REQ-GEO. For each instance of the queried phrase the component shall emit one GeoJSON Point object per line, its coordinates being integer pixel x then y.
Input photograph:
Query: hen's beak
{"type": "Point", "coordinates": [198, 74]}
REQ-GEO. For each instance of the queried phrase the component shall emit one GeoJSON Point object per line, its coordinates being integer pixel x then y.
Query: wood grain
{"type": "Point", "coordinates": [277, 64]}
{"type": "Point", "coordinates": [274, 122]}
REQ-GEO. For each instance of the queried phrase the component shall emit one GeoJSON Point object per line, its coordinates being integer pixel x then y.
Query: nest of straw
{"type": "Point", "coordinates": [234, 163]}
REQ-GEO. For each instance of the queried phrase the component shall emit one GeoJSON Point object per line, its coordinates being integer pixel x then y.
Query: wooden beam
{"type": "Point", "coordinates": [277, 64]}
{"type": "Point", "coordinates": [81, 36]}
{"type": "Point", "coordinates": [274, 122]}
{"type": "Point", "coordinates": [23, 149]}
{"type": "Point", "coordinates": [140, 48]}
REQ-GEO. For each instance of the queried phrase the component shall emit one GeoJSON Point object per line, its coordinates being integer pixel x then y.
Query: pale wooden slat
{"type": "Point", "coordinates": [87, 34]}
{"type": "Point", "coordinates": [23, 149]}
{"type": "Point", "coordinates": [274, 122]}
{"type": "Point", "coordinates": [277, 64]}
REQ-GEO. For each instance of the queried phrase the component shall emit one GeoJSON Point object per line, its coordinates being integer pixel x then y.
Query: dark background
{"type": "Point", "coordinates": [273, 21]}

== == ==

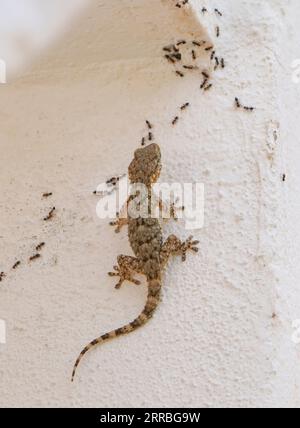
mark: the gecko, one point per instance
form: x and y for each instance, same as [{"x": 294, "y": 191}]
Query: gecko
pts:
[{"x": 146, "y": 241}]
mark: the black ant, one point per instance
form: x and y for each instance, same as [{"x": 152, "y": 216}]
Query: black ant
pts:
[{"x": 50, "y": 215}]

== == ==

Please collect every line of the records that contains the word "gecko", and note that case counts.

The output =
mark: the gecko, one point per instance
Query: gecko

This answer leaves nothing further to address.